── SELECTED TEXT ──

“A National Crisis”: NEA Spotlights Urgent Need for School Modernization
By Cindy Long
When it rains, water pours out of the ceiling into Christopher Meyer’s classroom. He places buckets around the room, pushes student desks out of the way, and puts a tarp over his own desk. Then he has to scramble to find a dry, safe room where he can continue his lessons.
“At one point I had a waterfall cascading into a light fixture in the ceiling,” Meyer says. “Kids were sitting in puddles in metal chairs as water hit exposed wires. They were like individual lightening rods. You can’t get any more dangerous than that.”
Meyer, a seventh grade social studies teacher at Southern Middle School in Reading, Pennsylvania, showed the abysmal state of his classroom to NEA Vice President Lily Eskelsen and NEA Health Information Network Director Jerry Newberry during American Education Week. The purpose of their visit was to highlight the dire, immediate need for school modernization funding to repair schools that are literally falling to pieces.
They also let students and educators at Southern Middle know that NEA and its members are urging Congress to pass President Obama’s Fix America’s Schools Today Act, which would provide $25 billion for modernizing and repairing public schools, with half of the funds funneled to schools that need it most.
Southern Middle, which is more than 90 years old, is one of those schools. The roof leaks throughout the building, causing tiles to fall out of the drop ceilings. Wires are exposed, paint is bubbled and chipped, and pieces of plaster fall from the ceiling and walls. Toxins from the paint and plaster particulates as well as mold spores from the water damage circulate through an ancient HVAC system and into the air.
“The message these kids get when they look up and see their classroom ceiling leaking and falling in is, ‘I don’t matter,’” says Eskelsen. “How can we expect students to achieve in these conditions? This is a national crisis. We need to repair our public schools to keep our children healthy and allow them to learn.”
An estimated 14 million American children attend deteriorating public schools. Of the existing 80,000 public schools, at least one-third need extensive repair or replacement and at least two-thirds have unhealthy environmental conditions.
According to a Department of Education survey, 43 percent of schools indicated that the poor condition of their facilities interferes with the delivery of instruction. The impact of these conditions also includes increased rates of illness, lower student achievement, as well as reduced teacher productivity.
“Poor indoor environmental quality contributes to serious health problems for students and staff, including asthma, allergic reactions, fatigue, headaches and respiratory tract infections,” says NEA HIN’s Newberry. “This causes high rates of absenteeism, and dramatically decreases the ability to concentrate and learn when students actually do make it class.”
Reading has long been the poorest school district in state. Now the sprawling eastern Pennsylvania city is the poorest city in the country, according to the 2010 U.S. Census, beating out perpetually downtrodden cities like Flint, Michigan, and Brownsville, Texas.
“The students here are so poor, they don’t even know they’re poor,” says Ruthanne Waldie, a Pennsylvania State Education Association representative for the Reading School District. “But they are the hardest working, best behaved students you’ll see anywhere. Despite the conditions of their school, the students are happy to be here and happy to learn. These are the kinds of kids our nation should be proud of.”
The staff is certainly proud of them. The students at Southern Middle School have made Annual Yearly Progress every year until last year, when the school’s budget was slashed and they had to eliminate after school tutors.
And even though his classroom is known for its waterfall, Christopher Meyer wouldn’t trade his seventh grade social studies students for anything.
“I’ve been here eight years,” he says. “And this is where I want to stay. We just need the necessary funding to make our school a safe place to learn and work.”

───
── DATA PROVIDED ──

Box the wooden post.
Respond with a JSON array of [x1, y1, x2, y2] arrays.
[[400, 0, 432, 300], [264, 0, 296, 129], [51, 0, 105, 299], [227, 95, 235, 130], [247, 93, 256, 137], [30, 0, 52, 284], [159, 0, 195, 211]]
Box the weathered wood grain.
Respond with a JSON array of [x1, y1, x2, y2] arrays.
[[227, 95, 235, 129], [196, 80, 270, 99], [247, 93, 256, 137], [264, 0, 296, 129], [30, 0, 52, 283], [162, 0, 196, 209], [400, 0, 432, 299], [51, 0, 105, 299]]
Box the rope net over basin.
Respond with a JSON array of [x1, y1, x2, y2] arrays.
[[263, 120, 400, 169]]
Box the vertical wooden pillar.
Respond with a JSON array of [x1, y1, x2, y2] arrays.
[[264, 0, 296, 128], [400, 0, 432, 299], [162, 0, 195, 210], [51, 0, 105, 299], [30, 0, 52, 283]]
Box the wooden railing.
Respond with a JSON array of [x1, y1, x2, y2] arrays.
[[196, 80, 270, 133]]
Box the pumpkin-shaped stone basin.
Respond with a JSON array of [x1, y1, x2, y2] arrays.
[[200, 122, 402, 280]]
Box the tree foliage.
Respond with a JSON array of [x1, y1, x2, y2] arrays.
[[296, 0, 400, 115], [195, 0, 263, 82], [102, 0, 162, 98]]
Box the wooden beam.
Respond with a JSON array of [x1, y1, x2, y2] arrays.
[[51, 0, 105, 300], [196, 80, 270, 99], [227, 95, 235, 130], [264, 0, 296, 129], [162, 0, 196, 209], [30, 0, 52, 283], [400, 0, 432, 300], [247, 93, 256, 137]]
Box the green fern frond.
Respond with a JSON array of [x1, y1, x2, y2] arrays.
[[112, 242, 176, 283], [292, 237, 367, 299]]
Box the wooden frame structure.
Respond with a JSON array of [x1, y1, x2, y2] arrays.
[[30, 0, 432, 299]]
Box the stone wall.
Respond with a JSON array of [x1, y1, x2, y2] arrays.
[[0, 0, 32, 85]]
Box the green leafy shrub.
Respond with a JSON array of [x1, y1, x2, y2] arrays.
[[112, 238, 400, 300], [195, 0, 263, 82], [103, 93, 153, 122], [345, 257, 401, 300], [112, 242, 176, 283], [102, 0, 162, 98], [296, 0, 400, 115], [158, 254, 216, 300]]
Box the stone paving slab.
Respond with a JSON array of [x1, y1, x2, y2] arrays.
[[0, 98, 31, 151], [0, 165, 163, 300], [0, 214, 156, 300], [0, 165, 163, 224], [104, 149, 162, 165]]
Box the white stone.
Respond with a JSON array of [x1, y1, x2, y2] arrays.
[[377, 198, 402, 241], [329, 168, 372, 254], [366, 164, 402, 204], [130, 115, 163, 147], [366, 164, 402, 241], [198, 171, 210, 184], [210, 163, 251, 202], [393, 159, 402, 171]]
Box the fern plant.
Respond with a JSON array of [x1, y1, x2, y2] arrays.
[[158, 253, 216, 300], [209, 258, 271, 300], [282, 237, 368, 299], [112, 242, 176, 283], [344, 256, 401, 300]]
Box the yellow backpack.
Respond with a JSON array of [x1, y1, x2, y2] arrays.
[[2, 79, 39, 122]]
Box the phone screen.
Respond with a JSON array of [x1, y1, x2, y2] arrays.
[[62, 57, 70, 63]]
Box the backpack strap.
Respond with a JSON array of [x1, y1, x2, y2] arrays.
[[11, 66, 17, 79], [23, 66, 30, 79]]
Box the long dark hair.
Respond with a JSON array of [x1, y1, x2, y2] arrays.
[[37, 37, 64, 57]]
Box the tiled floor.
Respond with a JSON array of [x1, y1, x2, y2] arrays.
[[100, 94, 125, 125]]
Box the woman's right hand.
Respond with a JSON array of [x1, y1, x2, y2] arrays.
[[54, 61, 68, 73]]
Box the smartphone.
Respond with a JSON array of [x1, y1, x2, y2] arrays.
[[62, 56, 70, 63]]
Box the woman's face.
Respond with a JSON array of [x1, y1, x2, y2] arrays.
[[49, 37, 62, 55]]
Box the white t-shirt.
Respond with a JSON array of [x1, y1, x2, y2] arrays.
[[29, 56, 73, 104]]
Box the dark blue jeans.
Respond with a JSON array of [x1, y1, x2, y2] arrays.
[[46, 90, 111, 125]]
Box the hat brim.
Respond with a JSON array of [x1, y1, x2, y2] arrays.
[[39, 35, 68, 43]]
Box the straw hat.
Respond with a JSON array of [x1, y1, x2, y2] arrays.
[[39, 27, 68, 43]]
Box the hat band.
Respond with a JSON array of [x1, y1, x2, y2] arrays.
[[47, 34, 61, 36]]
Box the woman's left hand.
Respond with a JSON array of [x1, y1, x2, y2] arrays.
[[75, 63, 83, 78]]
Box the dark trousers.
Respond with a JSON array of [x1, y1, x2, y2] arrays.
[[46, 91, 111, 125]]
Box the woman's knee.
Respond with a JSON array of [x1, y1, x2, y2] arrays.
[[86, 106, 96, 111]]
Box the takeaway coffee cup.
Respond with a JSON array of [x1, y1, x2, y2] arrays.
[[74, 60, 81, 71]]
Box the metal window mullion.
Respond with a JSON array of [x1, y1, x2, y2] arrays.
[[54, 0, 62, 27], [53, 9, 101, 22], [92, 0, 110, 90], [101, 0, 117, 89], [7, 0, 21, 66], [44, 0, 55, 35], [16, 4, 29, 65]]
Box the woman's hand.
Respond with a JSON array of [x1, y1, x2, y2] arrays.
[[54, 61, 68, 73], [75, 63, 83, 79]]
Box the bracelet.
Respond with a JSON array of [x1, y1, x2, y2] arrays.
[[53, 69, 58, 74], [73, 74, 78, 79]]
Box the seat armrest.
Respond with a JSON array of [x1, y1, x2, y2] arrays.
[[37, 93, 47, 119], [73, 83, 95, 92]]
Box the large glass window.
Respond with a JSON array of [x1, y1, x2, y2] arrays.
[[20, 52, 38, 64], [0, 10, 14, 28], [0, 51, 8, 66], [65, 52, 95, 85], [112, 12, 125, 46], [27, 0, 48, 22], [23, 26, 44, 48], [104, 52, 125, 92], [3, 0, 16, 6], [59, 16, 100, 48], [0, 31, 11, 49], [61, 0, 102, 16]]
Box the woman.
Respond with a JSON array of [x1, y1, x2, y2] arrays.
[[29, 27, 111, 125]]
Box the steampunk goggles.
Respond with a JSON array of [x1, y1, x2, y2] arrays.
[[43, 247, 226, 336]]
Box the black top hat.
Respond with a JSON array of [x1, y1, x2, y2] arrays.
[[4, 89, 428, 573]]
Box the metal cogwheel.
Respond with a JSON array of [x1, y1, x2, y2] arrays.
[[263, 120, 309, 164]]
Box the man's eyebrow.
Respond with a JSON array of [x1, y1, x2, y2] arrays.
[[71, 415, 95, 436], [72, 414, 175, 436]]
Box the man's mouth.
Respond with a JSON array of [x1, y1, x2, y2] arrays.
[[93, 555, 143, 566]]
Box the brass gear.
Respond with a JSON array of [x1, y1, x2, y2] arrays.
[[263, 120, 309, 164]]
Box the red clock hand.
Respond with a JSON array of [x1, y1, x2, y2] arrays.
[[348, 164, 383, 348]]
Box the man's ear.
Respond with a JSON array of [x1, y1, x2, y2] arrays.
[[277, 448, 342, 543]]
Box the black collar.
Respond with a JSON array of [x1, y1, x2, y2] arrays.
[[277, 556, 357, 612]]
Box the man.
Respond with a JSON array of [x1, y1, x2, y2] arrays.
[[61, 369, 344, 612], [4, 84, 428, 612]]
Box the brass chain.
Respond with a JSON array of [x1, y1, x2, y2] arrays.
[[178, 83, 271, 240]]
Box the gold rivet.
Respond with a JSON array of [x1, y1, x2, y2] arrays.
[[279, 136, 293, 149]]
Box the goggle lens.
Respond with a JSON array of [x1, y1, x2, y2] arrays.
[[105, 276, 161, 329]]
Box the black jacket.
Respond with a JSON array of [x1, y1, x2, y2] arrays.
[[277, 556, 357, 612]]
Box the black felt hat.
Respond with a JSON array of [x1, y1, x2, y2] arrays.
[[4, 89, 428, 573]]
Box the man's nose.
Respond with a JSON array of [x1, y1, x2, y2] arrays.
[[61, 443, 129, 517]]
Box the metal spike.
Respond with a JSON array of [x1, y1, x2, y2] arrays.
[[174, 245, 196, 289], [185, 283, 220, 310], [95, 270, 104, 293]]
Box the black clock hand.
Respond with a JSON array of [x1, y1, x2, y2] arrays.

───

## YOUR INSTRUCTIONS
Answer these questions using the school modernization article:
1. How much money would the Fix America's Schools Today Act provide for modernizing and repairing public schools?
2. How old is Southern Middle School?
3. How long has Christopher Meyer been at the school?
The rows have no connection to the school modernization article.

## RESPONSE AREA
1. $25 billion
2. More than 90 years old
3. Eight years